_What the task asks_
Write out only the lines running from the one that contains "Target: shallow water" to the end of the material, both ends included.

# Information given start

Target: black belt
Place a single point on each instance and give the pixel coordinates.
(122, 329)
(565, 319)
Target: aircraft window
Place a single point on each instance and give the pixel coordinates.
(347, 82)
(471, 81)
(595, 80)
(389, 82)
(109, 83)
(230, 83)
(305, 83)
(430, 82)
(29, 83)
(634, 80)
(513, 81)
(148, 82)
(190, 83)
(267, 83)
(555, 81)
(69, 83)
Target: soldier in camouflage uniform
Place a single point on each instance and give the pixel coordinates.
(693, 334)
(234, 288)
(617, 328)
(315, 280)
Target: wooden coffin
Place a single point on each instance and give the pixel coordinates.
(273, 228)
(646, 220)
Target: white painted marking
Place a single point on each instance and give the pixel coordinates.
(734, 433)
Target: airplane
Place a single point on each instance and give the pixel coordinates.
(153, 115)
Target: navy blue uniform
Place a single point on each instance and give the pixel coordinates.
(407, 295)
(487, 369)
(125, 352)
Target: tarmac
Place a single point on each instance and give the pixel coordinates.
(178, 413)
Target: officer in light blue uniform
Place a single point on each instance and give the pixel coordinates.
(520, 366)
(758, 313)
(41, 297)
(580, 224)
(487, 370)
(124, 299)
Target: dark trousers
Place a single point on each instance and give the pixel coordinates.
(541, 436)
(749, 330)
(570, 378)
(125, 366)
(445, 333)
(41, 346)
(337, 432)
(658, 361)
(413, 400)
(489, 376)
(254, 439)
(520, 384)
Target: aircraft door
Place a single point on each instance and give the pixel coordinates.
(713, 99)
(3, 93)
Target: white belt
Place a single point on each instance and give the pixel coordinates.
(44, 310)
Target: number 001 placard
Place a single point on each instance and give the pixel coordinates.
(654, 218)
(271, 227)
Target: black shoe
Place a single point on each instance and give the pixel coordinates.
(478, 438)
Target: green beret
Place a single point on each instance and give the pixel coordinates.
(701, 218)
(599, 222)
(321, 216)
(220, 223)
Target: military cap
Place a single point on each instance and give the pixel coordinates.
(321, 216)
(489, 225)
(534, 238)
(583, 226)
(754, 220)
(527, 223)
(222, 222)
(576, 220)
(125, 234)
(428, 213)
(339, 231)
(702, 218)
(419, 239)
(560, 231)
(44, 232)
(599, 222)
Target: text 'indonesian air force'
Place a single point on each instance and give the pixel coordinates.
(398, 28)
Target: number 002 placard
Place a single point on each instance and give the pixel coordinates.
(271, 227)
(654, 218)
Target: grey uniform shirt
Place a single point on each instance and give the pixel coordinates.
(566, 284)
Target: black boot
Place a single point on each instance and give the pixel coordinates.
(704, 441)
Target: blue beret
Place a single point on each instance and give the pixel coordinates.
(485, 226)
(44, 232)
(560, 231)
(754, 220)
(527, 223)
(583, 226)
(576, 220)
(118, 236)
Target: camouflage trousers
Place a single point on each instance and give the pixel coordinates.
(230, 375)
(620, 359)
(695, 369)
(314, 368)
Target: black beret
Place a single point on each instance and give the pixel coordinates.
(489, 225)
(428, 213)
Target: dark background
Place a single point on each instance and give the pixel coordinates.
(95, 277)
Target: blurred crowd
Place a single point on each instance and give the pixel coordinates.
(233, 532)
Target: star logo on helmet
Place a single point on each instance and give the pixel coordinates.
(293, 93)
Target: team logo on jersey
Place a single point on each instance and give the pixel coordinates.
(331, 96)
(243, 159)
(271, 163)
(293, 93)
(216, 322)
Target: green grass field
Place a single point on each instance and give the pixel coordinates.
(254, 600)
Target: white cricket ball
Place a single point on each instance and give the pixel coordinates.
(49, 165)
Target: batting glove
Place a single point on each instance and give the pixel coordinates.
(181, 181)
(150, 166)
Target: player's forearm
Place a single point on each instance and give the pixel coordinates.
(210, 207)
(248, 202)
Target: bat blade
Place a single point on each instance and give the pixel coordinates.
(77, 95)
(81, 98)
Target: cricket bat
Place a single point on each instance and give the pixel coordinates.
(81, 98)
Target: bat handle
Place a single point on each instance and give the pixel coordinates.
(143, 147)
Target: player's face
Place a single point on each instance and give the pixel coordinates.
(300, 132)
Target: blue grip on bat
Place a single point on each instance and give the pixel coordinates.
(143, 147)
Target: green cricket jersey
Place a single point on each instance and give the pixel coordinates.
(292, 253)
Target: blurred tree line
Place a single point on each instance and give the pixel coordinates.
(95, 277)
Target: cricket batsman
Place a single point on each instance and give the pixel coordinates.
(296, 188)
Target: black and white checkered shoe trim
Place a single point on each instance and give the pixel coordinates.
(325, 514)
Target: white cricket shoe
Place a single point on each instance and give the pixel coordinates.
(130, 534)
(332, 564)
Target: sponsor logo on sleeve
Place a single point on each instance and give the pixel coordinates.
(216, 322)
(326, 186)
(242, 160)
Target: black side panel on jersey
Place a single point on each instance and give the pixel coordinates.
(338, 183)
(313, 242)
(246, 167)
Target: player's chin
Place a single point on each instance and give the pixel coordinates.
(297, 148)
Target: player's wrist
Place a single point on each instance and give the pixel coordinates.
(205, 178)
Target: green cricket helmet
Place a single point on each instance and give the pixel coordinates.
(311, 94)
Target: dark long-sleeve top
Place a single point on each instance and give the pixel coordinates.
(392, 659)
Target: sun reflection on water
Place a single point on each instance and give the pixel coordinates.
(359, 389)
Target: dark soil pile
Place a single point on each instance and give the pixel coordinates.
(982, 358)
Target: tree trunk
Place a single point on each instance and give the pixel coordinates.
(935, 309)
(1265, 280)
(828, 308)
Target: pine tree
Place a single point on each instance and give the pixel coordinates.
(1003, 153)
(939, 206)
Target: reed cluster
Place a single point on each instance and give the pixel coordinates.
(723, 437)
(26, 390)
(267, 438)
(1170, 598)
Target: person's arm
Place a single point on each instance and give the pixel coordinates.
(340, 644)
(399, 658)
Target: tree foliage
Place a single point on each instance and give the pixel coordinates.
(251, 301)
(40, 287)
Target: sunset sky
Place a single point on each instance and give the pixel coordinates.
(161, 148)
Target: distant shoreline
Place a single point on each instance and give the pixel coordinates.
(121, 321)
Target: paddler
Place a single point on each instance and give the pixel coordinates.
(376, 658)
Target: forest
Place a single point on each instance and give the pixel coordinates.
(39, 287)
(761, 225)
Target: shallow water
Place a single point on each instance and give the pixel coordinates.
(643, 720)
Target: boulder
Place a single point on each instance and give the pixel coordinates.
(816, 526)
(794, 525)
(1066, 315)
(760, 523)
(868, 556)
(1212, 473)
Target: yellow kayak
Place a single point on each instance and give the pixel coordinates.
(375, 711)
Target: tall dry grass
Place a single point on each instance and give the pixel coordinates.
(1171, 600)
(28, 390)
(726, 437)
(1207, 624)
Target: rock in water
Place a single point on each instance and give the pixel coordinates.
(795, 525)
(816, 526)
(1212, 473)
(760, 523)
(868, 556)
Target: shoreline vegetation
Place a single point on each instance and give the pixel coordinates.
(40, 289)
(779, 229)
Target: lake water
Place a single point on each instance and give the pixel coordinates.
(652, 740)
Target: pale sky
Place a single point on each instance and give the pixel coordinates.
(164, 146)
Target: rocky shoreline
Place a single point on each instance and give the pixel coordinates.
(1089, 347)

# Information given end

_Correct result_
Target: shallow water
Place a single point on each instance and give the pixel coordinates.
(643, 720)
Target: boulder
Place a single point on each instance and give the pixel coordinates.
(816, 526)
(794, 525)
(1066, 315)
(760, 523)
(868, 556)
(1212, 473)
Target: yellow kayak
Place a single point on each instance and give the pixel coordinates.
(375, 711)
Target: tall dry grass
Place a single point on each instance and give the pixel coordinates.
(1171, 600)
(28, 390)
(726, 437)
(1207, 624)
Target: rock in water
Place a single point on each instance and give the pixel coordinates.
(795, 525)
(816, 526)
(1212, 473)
(760, 523)
(868, 556)
Target: shoreline vegetation
Place a single point on each instance and give the pixel coordinates.
(40, 289)
(779, 229)
Target: lake water
Place a single point on each instance and give the pixel coordinates.
(652, 740)
Target: pale sky
Place a single point on each instance and give the pixel coordinates.
(164, 146)
Target: rocky shoreline
Place a single point on each instance and give the pixel coordinates.
(1089, 347)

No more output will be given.